------ Text provided

On Sunday, 10 September 2017 at 11:47:02 UTC, Dmitry Olshansky
wrote:
On Sunday, 10 September 2017 at 00:16:10 UTC, Chad Joan wrote:
I was working on std.regex a bit myself, so I created this bug
report to capture some of the findings/progress:
https://issues.dlang.org/show_bug.cgi?id=17820
It seems like something you might be interested in, or might
even have a small chance of fixing in the course of other
things.
Yeah, well known problem. Solution is to keep a bit of memory
cached eg in TLS variable.
Indeed.
Is there another issue I can mark it as a duplicate of?
[...]
-- The Captures struct does not specify what value is returned
for submatches that were in the branch of an alternation that
wasn't taken or in a repetition that matched 0 or more than 1
times.
As every engine out there the value is "", empty string.
I usually don't refer to other libraries while using a library.
If an API doesn't define something, then it is, by definition,
undefined behavior, and thus quite undesirable to rely upon.
This one seems pretty easy to fix though. I will probably make a
documentation PR at some point.
-- The Captures struct does not seem to have a way to access
all of the strings matched by a submatch in repetition
context, not to mention nested repetition contexts.
Just like any other regex library.
Counterexample:
https://msdn.microsoft.com/en-us/library/system.text.regularexpressions.group.captures(v=vs.110).aspx#code-snippet-3
I actually have a strong interest in this. And not because I
need to write regular expressions that extract lists of patterns
all the time (well, it might've happened). More importantly:
this would make it easier to integrate Phobos' regex engine into
a parser generator framework. Current plans involve regular
expression + parsing expression grammars. I'm pretty sure it is
possible to mechanically convert a subset of PEGs into Regexes
and gain some useful optimizations, but this requires granular
control over regular expression captures to be able to extract
the text matched by the original PEG symbols.
I'm not sure how much those mentions help without proper bug
reports, but at least I got it off my chest (for the time
being) without having to spend my whole weekend writing bug
reports ;)
Well they are warmly welcome shouldypu get to it.
Thanks!
...
Dmitry, I appreciate your working towards making the regex
module easier to work on. Thanks.
...
I'm curious what you're thinking about when you mention
something ambitious like writing a new GC :)
(like this https://imgur.com/cWa4evD)
I can't help but fantasize about cheap ways to get GC
allocations to parallelize well and not end up writing an
entire generational collector!
ThreadCache can go a long way to help that.
Google didn't help me with this one. Any chance I could get a
link?
But I doubt I'll ever have the opportunity to work on such
things. I hope your GC attempt works out!
Me too. It's won't be trivial effort though.
Good luck!

------------
------ Information given

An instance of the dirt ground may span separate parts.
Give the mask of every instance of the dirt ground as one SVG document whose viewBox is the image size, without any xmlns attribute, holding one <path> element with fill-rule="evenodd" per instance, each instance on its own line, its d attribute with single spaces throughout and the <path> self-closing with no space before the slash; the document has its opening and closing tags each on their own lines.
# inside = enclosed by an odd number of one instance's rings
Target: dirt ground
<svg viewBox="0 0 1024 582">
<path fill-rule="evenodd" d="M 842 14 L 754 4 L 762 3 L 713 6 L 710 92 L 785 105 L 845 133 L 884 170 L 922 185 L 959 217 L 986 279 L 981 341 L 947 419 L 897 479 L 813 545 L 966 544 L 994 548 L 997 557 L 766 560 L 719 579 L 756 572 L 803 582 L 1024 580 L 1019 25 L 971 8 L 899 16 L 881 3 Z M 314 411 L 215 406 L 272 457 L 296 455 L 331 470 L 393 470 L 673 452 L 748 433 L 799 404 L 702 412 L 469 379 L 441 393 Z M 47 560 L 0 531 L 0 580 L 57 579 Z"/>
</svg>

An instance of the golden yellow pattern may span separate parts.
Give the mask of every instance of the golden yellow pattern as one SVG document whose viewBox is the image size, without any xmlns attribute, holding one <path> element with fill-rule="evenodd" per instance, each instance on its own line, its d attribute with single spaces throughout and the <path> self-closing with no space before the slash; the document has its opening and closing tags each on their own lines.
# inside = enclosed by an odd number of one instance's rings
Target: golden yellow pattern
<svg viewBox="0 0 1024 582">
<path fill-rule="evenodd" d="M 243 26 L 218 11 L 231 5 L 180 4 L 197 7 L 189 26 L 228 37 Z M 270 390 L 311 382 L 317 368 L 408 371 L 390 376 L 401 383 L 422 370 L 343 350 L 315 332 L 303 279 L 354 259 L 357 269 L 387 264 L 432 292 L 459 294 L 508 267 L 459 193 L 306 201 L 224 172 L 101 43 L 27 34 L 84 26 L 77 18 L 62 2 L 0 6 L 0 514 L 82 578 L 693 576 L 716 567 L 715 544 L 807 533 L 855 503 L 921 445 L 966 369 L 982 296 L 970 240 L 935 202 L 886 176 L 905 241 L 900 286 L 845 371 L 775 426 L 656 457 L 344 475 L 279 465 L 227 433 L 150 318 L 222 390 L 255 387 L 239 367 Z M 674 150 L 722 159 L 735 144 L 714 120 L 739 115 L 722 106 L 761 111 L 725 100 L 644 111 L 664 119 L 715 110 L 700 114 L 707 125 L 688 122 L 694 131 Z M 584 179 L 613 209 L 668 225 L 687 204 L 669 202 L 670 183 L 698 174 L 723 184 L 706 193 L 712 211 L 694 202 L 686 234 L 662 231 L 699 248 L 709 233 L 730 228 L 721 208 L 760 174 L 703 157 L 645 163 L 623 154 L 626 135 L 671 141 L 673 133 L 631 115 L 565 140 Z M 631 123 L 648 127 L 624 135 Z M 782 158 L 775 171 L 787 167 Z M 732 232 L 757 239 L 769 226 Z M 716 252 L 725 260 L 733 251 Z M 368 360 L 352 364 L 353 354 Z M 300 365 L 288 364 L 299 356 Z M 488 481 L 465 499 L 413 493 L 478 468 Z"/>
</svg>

------------

Can you extract, word for word, the passage of the std.regex forum thread that opens with the words containing "Just like any" and closes with "original PEG symbols."?

## Solution for this exercise
Just like any other regex library.
Counterexample:
https://msdn.microsoft.com/en-us/library/system.text.regularexpressions.group.captures(v=vs.110).aspx#code-snippet-3
I actually have a strong interest in this. And not because I
need to write regular expressions that extract lists of patterns
all the time (well, it might've happened). More importantly:
this would make it easier to integrate Phobos' regex engine into
a parser generator framework. Current plans involve regular
expression + parsing expression grammars. I'm pretty sure it is
possible to mechanically convert a subset of PEGs into Regexes
and gain some useful optimizations, but this requires granular
control over regular expression captures to be able to extract
the text matched by the original PEG symbols.